Consigne:
Recopiez intégralement le texte de la page, s'il vous plaît.

Texte de la page:
★ ★ ★

Quand Montlosier rentra à Paris, en novembre, on n’avait plus d’illusions sur la gravité de la situation. L’empire en était arrivé à ce point où la plus haute habileté politique eût été indispensable. On devait faire de larges concessions au dehors, si l’on voulait la paix, et des très larges concessions au dedans, si l’on voulait s’assurer des moyens durables de continuer la guerre. Sans doute, il y avait encore beaucoup de courage et d’honneur individuels. Ce qui manquait, c’était la part d’esprit public indispensable pour donner à ces sentimens isolés du concert et de la consistance.

Nous citerons des exemples puisés dans les papiers inédits que nous avons dépouillés.

En février 1814, on avait voulu transformer les étudians en médecine en élèves canonniers. Le sénateur Lespinasse se transporta à l’école. On fit l’appel, mais au premier nom, qui était Goujon, les jeunes gens de répondre : Il est frit ! Tout le reste de l’appel fut poursuivi de lazzi. Le secrétaire de la faculté se leva pour réprimander. Il fut accueilli par des sifflets. Le sénateur alors leva le siège. Mais il fut poursuivi jusque dans sa voiture par de la boue et des huées.

★ ★ ★

Extraits de lignes:
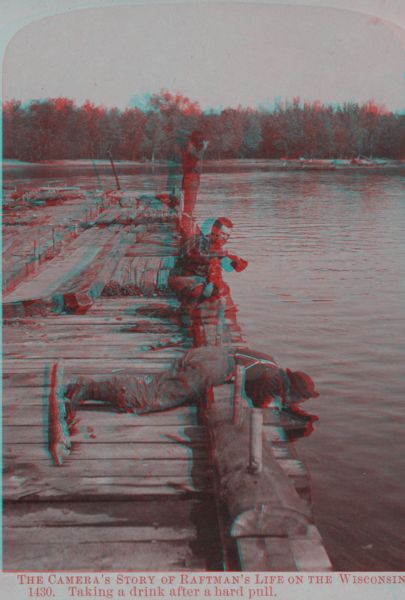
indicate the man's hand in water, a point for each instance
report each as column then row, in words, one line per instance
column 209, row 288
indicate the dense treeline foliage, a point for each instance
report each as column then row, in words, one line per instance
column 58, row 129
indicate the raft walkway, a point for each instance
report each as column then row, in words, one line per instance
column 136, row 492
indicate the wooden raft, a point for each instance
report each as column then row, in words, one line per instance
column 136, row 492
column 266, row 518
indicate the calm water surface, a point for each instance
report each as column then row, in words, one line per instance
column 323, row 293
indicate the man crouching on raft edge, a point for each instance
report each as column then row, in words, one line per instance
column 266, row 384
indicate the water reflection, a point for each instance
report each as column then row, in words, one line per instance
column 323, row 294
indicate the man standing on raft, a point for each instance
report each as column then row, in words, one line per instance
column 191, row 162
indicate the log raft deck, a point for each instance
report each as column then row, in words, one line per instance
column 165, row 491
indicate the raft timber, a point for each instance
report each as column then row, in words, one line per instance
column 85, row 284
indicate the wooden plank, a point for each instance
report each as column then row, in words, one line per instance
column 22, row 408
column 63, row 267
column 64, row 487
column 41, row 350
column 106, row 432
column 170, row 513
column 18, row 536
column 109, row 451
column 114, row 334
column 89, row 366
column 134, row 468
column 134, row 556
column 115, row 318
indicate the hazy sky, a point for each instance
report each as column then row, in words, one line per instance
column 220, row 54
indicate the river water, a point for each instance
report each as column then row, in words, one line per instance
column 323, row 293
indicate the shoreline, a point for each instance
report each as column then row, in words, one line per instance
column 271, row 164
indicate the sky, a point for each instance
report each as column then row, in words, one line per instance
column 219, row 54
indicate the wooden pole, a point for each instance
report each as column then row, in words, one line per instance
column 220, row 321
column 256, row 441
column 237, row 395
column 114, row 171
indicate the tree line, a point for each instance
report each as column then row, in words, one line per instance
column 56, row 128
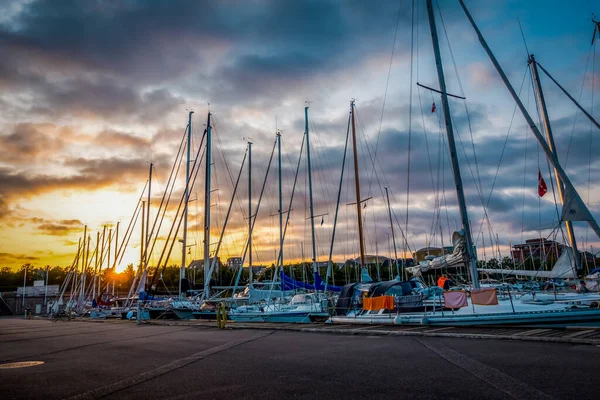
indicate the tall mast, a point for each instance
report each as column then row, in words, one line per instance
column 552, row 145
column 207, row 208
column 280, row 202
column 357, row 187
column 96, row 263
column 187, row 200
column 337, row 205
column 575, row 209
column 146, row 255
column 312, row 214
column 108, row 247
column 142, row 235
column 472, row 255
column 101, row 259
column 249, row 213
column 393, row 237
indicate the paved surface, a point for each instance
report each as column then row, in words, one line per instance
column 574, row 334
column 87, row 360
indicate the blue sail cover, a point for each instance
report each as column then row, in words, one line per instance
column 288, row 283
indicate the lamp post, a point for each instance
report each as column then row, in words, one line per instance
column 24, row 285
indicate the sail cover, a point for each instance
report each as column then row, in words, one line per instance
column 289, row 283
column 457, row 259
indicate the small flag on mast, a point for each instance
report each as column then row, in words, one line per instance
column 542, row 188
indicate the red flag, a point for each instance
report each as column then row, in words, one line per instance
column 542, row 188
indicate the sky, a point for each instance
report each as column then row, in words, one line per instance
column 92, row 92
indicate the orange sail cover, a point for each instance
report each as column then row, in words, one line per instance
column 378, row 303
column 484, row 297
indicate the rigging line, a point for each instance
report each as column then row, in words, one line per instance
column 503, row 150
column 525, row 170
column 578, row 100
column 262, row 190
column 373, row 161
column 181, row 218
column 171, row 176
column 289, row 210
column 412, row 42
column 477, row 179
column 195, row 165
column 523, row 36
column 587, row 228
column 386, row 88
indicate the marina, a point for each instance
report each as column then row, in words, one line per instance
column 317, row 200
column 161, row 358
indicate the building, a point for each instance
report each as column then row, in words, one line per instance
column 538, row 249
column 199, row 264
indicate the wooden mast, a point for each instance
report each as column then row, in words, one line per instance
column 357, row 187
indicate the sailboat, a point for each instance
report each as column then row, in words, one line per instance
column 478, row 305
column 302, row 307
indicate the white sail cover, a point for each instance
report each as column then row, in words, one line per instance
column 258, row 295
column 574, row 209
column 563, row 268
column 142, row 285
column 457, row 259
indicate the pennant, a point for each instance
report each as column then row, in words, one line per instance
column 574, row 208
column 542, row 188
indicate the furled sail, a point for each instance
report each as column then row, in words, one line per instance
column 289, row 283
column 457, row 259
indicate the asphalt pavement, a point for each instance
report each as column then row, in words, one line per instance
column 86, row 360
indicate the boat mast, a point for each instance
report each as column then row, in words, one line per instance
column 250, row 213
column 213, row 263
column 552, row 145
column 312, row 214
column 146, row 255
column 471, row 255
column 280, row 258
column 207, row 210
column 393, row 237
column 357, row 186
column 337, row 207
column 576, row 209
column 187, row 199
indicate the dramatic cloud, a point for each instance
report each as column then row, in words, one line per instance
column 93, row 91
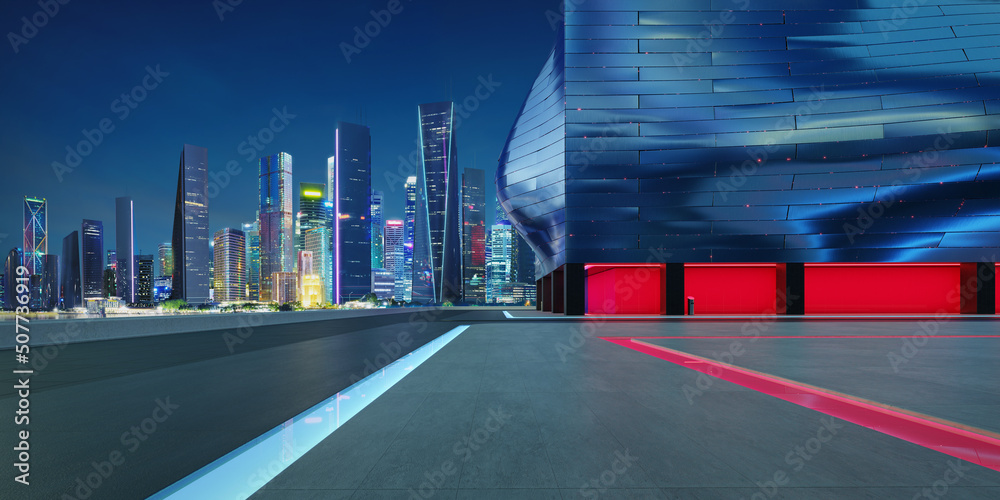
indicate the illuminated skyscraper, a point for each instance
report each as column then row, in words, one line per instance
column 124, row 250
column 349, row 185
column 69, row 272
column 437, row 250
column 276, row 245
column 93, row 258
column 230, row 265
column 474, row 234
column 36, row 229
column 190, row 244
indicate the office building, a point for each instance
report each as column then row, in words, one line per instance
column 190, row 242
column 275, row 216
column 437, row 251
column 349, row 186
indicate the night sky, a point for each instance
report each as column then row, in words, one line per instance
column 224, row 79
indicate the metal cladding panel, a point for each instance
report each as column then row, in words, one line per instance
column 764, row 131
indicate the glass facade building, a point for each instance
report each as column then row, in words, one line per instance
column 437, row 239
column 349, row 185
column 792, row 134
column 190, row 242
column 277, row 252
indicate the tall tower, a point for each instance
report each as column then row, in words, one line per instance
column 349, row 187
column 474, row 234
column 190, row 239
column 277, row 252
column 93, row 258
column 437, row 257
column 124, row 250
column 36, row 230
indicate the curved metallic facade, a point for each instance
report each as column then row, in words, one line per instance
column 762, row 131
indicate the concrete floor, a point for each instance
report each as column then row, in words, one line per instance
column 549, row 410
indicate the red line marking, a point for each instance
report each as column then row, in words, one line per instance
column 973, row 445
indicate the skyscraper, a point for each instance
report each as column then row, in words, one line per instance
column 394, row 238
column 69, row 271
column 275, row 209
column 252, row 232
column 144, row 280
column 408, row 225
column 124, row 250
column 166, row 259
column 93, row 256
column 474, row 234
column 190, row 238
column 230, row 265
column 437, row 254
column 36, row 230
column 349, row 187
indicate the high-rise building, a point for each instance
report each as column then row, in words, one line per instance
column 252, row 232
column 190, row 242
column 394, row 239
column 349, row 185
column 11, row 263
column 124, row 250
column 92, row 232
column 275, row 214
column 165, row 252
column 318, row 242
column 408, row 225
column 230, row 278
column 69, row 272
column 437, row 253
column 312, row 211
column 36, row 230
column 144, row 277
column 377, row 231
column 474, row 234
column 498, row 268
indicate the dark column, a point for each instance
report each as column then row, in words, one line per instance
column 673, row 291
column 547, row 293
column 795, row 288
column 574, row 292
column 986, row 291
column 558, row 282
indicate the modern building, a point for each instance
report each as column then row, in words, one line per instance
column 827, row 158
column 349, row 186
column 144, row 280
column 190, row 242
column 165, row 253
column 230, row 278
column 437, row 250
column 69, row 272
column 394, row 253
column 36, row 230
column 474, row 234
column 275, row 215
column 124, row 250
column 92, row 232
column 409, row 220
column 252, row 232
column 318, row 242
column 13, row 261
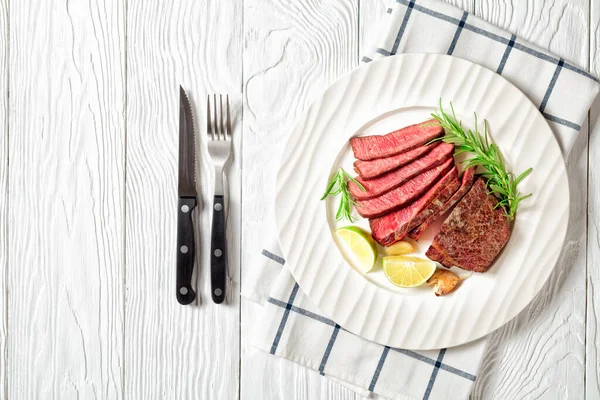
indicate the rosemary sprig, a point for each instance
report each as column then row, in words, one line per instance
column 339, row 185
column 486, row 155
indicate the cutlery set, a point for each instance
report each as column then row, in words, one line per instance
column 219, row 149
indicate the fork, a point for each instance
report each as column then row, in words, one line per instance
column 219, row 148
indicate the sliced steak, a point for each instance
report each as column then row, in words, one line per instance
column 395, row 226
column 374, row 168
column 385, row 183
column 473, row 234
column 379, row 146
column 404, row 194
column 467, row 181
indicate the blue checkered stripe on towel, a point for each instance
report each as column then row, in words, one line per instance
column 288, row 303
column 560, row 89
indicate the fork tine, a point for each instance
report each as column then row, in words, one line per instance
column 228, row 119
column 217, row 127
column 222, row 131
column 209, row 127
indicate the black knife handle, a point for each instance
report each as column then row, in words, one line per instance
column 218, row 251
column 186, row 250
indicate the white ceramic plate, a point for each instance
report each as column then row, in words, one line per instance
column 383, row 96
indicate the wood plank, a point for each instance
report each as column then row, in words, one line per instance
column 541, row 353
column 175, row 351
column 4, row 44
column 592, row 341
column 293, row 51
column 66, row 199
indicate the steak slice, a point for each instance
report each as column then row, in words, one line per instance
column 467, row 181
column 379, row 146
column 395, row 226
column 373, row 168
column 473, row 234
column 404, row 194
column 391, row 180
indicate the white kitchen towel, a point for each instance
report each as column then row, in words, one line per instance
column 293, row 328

★ ★ ★

Exercice terminé:
Quand Montlosier rentra à Paris, en novembre, on n’avait plus d’illusions sur la gravité de la situation. L’empire en était arrivé à ce point où la plus haute habileté politique eût été indispensable. On devait faire de larges concessions au dehors, si l’on voulait la paix, et des très larges concessions au dedans, si l’on voulait s’assurer des moyens durables de continuer la guerre. Sans doute, il y avait encore beaucoup de courage et d’honneur individuels. Ce qui manquait, c’était la part d’esprit public indispensable pour donner à ces sentimens isolés du concert et de la consistance.

Nous citerons des exemples puisés dans les papiers inédits que nous avons dépouillés.

En février 1814, on avait voulu transformer les étudians en médecine en élèves canonniers. Le sénateur Lespinasse se transporta à l’école. On fit l’appel, mais au premier nom, qui était Goujon, les jeunes gens de répondre : Il est frit ! Tout le reste de l’appel fut poursuivi de lazzi. Le secrétaire de la faculté se leva pour réprimander. Il fut accueilli par des sifflets. Le sénateur alors leva le siège. Mais il fut poursuivi jusque dans sa voiture par de la boue et des huées.